Request
From the line that includes "Pin the chair" to the last line of the data, quote each line precisely; both boundary lines belong in the answer.
** begin Supplied records **
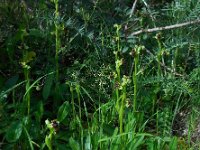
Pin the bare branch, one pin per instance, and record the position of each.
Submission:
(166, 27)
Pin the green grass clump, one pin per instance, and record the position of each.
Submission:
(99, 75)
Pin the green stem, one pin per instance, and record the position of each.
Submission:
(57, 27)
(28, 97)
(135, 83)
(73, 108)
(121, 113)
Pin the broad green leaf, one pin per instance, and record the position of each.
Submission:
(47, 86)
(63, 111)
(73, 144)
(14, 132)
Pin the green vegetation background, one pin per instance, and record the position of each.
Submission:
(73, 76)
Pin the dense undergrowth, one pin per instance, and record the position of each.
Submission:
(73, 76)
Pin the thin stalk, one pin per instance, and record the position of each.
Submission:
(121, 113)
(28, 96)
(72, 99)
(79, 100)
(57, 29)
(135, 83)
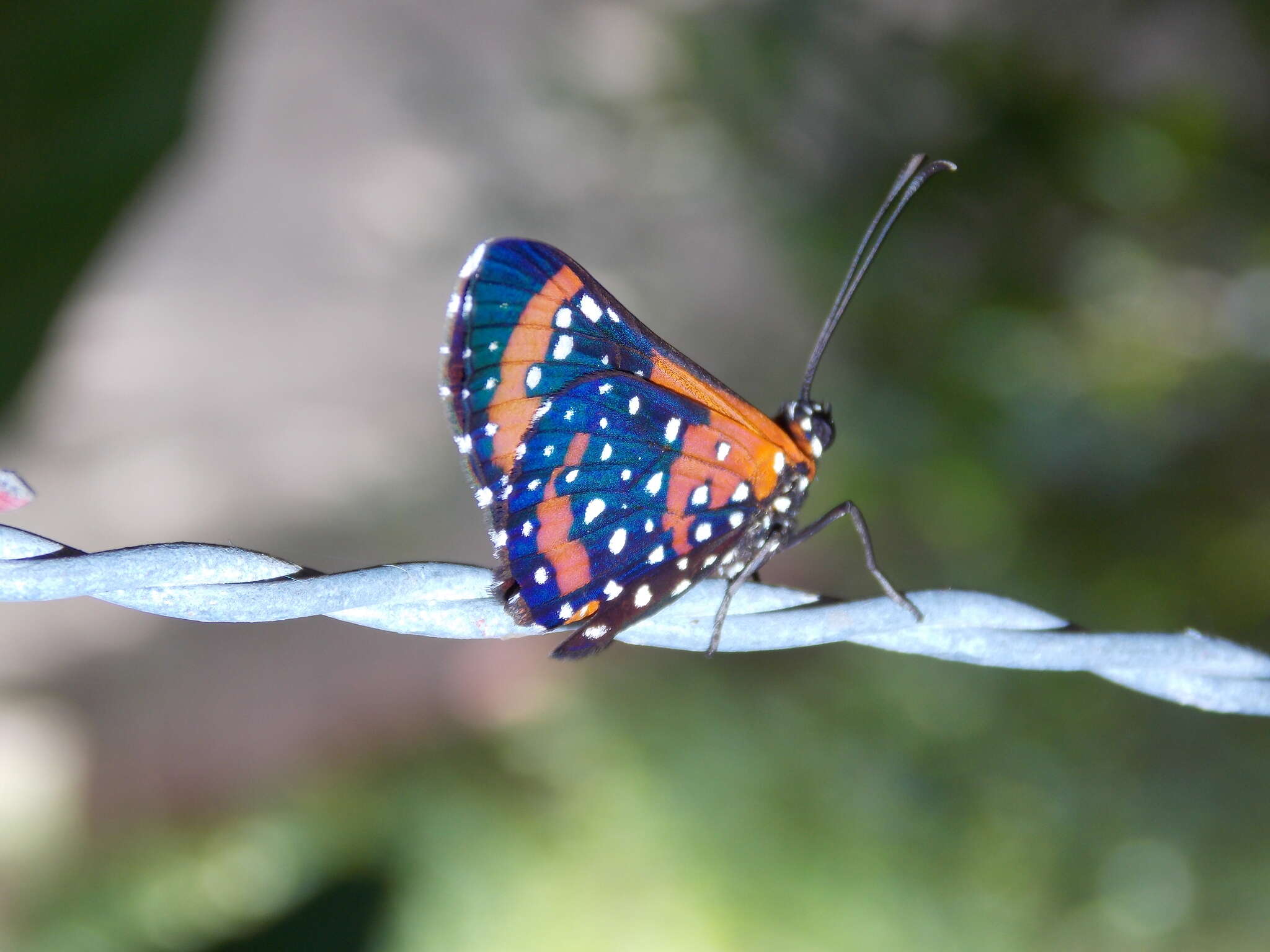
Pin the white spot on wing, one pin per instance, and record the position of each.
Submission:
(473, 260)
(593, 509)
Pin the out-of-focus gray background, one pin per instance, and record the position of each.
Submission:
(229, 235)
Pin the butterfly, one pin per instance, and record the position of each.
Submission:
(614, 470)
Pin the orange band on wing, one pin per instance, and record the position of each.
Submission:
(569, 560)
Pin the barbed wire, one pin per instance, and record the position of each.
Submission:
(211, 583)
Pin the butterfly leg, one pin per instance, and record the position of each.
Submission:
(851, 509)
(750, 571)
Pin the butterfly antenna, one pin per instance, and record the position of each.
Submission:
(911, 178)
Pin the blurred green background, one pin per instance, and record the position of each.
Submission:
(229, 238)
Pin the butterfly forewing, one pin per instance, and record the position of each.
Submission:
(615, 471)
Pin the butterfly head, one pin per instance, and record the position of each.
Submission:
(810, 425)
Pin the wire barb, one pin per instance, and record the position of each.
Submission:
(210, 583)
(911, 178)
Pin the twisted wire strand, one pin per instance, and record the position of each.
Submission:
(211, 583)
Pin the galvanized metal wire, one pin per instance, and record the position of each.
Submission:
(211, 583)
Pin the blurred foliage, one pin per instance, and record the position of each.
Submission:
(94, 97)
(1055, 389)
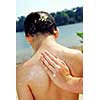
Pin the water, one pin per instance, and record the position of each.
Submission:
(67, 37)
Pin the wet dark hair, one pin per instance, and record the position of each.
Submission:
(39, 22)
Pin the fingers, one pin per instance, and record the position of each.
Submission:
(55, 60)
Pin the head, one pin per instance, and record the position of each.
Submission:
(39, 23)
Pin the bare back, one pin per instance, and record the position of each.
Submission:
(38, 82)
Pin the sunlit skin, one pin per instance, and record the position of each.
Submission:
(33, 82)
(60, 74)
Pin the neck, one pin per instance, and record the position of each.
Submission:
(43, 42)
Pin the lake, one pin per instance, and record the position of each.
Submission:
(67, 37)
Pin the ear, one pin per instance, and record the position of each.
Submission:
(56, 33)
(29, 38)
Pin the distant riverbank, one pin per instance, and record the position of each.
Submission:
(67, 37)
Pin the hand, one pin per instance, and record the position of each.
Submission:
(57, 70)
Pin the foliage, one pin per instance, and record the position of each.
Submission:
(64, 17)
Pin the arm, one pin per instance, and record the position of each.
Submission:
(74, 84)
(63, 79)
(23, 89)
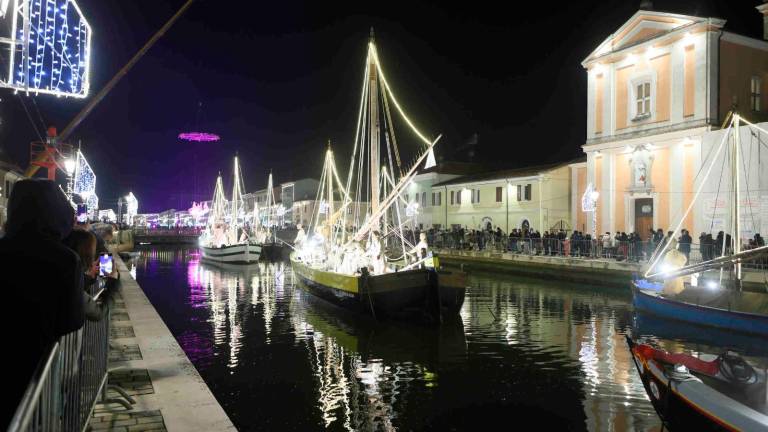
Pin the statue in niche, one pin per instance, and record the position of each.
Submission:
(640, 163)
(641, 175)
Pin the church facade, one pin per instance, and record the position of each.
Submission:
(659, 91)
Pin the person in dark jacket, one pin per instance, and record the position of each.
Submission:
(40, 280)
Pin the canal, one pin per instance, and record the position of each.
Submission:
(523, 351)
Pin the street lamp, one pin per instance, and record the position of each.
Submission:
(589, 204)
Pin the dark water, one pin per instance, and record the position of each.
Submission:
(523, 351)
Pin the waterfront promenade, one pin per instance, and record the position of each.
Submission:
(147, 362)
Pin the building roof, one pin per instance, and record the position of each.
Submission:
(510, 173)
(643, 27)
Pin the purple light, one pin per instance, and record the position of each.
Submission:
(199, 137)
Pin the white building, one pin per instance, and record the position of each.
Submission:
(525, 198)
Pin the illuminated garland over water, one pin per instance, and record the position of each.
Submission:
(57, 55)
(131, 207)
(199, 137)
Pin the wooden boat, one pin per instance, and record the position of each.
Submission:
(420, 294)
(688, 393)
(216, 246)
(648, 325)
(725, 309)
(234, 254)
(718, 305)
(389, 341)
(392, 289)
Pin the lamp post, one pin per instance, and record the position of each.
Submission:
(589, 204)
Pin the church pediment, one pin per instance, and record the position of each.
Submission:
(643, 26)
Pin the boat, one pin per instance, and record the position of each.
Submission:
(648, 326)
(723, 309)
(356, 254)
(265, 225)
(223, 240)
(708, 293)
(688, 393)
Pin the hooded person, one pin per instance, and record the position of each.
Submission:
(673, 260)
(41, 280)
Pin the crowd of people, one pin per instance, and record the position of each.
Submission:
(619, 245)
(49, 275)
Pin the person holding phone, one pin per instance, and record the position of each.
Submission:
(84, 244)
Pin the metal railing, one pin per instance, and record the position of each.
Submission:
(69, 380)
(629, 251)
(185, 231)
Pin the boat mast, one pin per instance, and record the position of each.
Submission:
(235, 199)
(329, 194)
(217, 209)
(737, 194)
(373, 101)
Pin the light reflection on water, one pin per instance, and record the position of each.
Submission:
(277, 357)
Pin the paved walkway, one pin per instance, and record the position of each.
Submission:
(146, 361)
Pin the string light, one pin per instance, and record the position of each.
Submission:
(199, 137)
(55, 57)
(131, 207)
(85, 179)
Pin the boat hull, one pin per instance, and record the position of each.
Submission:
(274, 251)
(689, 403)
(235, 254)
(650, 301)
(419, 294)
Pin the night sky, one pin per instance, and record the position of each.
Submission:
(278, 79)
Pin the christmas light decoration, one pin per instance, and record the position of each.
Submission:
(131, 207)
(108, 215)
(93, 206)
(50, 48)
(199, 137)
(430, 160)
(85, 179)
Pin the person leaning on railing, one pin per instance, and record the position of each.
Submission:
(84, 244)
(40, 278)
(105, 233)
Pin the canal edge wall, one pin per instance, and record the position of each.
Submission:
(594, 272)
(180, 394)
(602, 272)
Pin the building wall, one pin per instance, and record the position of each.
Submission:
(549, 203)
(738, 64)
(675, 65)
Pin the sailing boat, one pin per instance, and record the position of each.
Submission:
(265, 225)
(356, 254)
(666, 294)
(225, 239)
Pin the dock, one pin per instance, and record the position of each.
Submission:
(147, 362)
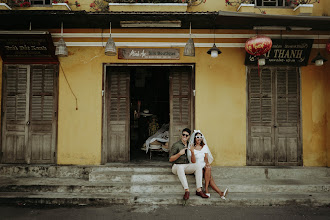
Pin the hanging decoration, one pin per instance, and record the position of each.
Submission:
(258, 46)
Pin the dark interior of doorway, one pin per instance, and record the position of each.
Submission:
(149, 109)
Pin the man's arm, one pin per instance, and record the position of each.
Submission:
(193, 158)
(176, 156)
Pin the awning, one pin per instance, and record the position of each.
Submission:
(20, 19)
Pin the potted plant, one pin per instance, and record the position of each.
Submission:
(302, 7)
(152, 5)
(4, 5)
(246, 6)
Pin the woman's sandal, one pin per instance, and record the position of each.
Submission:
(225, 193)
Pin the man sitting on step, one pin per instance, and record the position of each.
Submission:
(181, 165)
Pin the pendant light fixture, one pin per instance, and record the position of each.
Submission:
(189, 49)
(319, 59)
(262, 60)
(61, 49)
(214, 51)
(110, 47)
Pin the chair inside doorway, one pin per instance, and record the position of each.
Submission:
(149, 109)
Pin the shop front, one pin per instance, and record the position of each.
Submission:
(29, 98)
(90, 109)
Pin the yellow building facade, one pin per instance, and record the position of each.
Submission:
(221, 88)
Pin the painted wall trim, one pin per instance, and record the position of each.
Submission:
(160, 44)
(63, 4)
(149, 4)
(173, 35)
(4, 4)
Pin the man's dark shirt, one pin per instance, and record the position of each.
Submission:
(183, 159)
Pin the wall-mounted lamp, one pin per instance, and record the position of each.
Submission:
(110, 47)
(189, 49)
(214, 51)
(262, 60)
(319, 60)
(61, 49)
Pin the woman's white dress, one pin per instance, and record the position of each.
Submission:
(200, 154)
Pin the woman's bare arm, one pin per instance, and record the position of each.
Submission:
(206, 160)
** end Supplied records **
Solution to this exercise
Pin the chair inside doorway, one pin per instance, and record the position of each.
Submission:
(149, 109)
Pin the shop front, one pin per instance, and record the position of each.
Submission:
(29, 98)
(90, 109)
Pin the yellow building facade, one pin per instance, and record the position of each.
Submission:
(221, 88)
Pin the painted wall trim, one pin per instance, and record the position of each.
Submission:
(160, 44)
(63, 4)
(149, 4)
(173, 35)
(4, 4)
Pin the man's dark shirt, one pin per instance, and record the position of each.
Submission:
(183, 159)
Pin the wall-mounted lamp, one pin per instance, and record the position of each.
Submission:
(110, 47)
(189, 49)
(214, 51)
(262, 60)
(319, 60)
(61, 49)
Pin the woman's white dress, one pin per instance, and record the position of each.
Submission:
(200, 154)
Pin the woman's bare arm, one pin per instance, and record the position of each.
Submission:
(206, 160)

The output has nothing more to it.